→ Extrait de texte
* * *

Hausse de la taxe sur l’électricité

Dite TICFE, la taxe sur l’électricité, dont le montant avait été réduit durant la crise énergétique, augmentera en février. La hausse dépassera le niveau d’avant l’instauration du bouclier tarifaire. Alors qu’elle avoisinait les 33 euros par MWh avant la hausse des prix de l’énergie, elle se rapprochera des 50 euros du MWh. Son montant exact ne figure pas dans le projet de loi de finances. Il sera établi par arrêté. Bercy assure que cette hausse n’empêchera pas une baisse d’au moins 9 % pour les foyers qui paient le tarif réglementé, soit environ 8 Français sur 10. Et ce, en raison du recul des prix de l’électricité sur les marchés. Toujours sur le volet énergétique, la TVA sera relevée à 20 % pour l’installation d’une chaudière, contre 5,5 % ou 10 % actuellement. Cette mesure devrait rapporter 200 millions d’euros à l’État.

Hausse du malus

Le gouvernement prévoit un durcissement du malus automobile, afin de pénaliser l’achat des voitures les plus polluantes. Dès 2025, elle concernera les véhicules qui émettent plus de 113 g de CO2/km, contre 118 g de CO2/km actuellement. Ce seuil devrait être nouveau abaissé en 2026 et en 2027. En outre, concernant les véhicules les plus lourds, le seuil de déclenchement du « malus masse » sera aussi diminué.

* * *

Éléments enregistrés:
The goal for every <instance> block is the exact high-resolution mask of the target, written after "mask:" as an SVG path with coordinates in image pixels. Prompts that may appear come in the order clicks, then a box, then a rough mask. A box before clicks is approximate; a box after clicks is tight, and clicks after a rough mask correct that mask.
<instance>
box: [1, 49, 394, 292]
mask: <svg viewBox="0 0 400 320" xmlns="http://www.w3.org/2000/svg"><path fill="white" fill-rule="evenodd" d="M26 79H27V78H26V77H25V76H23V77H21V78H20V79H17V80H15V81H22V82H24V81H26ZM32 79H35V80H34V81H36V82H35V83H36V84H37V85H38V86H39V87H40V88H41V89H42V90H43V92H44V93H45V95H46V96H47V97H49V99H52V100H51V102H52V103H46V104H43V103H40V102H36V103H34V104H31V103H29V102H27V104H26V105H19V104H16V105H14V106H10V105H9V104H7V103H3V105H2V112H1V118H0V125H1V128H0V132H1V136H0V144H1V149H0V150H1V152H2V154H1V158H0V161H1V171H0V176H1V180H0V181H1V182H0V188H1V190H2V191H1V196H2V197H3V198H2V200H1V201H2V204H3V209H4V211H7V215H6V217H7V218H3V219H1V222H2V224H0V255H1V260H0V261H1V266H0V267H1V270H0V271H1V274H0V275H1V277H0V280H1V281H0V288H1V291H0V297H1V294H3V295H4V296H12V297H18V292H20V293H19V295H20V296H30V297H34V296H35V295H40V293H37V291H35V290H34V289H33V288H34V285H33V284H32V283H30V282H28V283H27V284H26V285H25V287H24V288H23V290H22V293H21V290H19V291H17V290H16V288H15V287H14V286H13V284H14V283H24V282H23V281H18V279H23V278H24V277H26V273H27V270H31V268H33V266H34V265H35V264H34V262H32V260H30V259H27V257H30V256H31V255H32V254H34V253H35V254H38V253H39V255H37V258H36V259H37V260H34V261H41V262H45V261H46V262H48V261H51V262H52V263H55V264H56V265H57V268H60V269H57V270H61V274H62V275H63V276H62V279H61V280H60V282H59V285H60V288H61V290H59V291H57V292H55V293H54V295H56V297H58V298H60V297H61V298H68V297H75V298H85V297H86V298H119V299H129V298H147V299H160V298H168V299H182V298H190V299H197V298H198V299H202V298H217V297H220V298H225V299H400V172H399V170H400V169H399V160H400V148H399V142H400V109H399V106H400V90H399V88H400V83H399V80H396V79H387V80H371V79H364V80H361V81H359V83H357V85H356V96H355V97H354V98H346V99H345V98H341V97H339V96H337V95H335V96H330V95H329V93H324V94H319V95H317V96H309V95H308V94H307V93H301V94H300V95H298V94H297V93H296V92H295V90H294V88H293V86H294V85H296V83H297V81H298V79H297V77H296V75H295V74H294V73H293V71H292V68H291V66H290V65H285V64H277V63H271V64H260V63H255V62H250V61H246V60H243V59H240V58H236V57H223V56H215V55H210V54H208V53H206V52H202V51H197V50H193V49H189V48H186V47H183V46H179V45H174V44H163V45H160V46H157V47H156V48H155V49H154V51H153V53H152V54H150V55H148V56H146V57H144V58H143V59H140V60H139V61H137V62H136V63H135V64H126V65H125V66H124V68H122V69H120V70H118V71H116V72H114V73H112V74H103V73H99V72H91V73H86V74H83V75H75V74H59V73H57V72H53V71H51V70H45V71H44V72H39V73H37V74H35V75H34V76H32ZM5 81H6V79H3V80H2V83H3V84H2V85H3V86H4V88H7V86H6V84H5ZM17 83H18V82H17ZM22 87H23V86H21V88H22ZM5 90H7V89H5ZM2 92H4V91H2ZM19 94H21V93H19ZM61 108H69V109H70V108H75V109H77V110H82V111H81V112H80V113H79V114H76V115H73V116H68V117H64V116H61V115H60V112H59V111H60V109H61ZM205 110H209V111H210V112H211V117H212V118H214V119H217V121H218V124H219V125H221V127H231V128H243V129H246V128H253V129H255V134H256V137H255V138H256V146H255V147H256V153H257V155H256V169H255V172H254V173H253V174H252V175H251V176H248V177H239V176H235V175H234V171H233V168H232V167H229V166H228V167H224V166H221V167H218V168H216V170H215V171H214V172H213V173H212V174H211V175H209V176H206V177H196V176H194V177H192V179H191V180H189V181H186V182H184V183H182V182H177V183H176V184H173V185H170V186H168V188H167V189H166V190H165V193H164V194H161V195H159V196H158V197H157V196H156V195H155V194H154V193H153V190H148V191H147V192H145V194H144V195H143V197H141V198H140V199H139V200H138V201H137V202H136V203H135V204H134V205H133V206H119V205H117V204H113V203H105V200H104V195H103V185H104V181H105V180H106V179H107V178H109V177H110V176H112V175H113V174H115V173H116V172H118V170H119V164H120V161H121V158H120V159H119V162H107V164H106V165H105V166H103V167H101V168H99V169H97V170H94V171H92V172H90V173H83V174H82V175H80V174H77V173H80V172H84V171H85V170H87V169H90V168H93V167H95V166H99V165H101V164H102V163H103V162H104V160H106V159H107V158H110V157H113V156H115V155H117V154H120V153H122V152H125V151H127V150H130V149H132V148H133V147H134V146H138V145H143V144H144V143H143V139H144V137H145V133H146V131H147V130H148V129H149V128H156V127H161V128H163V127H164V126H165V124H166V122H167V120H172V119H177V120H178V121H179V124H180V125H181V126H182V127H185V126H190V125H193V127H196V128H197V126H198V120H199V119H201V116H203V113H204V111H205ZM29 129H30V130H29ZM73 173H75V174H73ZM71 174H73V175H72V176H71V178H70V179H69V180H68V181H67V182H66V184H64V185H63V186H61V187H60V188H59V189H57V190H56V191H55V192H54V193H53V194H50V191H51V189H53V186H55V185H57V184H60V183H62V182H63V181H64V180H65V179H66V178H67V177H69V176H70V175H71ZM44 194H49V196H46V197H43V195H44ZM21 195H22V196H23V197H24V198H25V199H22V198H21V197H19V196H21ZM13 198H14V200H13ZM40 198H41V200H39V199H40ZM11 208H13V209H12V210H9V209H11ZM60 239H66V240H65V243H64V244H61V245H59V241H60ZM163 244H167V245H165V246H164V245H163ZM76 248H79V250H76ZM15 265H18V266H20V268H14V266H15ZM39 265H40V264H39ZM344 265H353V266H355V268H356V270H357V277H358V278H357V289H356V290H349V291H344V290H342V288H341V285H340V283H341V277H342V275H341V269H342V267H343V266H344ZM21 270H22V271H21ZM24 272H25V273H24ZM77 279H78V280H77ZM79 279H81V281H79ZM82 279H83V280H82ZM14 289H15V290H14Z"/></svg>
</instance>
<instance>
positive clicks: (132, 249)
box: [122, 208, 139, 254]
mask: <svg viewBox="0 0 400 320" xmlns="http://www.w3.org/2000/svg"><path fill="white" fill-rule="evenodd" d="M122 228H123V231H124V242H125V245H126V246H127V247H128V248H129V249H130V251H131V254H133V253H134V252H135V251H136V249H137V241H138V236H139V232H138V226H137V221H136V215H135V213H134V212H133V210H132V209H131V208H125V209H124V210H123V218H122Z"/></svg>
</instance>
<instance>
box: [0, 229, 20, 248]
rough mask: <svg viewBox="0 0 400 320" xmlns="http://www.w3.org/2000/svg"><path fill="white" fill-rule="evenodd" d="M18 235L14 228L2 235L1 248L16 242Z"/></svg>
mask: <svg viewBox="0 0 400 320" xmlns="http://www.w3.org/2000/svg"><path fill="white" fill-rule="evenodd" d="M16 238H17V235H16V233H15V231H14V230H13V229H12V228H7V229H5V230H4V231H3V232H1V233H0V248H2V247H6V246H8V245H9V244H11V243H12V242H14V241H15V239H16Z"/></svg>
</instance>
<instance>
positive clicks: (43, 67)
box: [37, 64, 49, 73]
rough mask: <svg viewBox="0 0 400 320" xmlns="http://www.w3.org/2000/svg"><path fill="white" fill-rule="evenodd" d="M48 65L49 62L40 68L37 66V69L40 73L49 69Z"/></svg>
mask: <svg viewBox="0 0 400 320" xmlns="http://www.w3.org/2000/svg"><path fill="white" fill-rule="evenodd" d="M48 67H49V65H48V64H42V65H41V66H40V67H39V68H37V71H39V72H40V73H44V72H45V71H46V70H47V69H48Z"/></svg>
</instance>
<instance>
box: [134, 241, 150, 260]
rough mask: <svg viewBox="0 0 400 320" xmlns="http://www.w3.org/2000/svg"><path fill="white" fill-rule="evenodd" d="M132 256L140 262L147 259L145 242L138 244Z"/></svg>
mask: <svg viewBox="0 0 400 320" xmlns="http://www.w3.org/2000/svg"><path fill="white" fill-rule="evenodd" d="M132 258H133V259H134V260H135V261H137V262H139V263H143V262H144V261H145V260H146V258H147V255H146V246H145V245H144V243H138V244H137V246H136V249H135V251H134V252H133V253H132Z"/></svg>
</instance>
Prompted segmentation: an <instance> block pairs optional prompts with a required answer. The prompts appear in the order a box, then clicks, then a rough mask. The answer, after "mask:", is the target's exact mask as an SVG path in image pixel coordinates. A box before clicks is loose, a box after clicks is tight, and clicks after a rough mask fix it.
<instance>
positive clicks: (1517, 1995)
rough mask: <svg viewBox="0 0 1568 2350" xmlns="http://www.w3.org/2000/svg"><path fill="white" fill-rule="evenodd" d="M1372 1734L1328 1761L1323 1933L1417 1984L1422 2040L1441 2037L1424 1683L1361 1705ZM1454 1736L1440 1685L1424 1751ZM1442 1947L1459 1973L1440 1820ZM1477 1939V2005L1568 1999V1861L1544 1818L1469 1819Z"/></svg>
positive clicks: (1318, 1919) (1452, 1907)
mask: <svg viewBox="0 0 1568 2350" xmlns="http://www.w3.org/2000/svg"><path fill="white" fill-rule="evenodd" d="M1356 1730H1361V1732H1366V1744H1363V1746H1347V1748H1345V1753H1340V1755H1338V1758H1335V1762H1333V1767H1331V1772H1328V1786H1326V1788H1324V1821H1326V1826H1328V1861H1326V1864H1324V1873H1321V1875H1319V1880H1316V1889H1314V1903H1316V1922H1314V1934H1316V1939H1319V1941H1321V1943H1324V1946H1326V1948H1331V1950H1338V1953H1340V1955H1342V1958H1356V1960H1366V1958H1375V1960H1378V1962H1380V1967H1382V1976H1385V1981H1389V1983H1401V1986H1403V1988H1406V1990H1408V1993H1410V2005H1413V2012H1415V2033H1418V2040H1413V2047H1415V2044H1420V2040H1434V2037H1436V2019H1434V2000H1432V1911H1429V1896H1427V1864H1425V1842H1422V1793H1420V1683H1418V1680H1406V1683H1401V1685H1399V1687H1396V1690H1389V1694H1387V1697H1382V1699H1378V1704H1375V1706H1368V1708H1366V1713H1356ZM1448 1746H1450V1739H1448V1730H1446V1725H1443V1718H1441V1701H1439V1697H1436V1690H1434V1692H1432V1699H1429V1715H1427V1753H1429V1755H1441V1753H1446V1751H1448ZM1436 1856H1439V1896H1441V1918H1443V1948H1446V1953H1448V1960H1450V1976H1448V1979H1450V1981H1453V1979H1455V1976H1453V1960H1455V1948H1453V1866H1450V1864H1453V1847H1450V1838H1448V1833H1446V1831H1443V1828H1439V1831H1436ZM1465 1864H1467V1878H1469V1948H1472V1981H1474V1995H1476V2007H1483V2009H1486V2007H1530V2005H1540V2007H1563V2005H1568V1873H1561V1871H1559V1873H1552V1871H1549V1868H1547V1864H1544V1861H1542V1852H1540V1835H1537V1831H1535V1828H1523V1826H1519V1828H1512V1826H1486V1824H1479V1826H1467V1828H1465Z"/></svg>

* * *

→ Tâches à réaliser
1. Selon le texte sur les hausses fiscales, à quel taux la TVA sera-t-elle relevée pour l'installation d'une chaudière ?
2. Résumez le texte sur les hausses fiscales en deux phrases.
3. Rédigez la suite du texte sur les hausses fiscales à partir de sa dernière phrase.
Les enregistrements n'interviennent pas dans ce travail.

→ Réponses par tâche
1. Elle sera relevée à 20 %.

2. La taxe sur l'électricité (TICFE) augmentera en février pour se rapprocher de 50 euros du MWh, mais Bercy assure que les foyers au tarif réglementé bénéficieront quand même d'une baisse d'au moins 9 %, tandis que la TVA sur l'installation d'une chaudière passera à 20 %. Le gouvernement prévoit aussi de durcir le malus automobile, qui visera dès 2025 les véhicules émettant plus de 113 g de CO2/km, et d'abaisser le seuil de déclenchement du « malus masse ».

3.
En 2026, il concernera les voitures de plus de 1,5 tonne, contre 1,6 tonne aujourd’hui. Par ailleurs, dès l’année prochaine, « le bénéfice de l’abattement dont profitent aujourd’hui tous les véhicules hybrides non rechargeables sera limité aux seuls véhicules performants sur le plan environnemental », indique le gouvernement. Toutes ces mesures devrait produire 300 millions d’euros de recettes à partir de 2026.

Hausse de la taxe sur les billets d’avion

Antoine Armand a annonce une augmentation de la taxe sur les billets d’avion, qui inclura les jets privés. Cette absente du projet de loi de finances pour 2025, fera l’objet d’un amendement du gouvernement lors de l’examen du texte au Parlement. Bercy précise que les contours de cette augmentation seront définis « après concertation avec le secteur » aérien.

« Faute de temps », d’autres mesures envisagées ne figurent pas dans le texte initial et seront également défendues par le gouvernement via des amendements. C’est le cas, notamment, du « renforcement » du budget de la Justice et de l’Intérieur.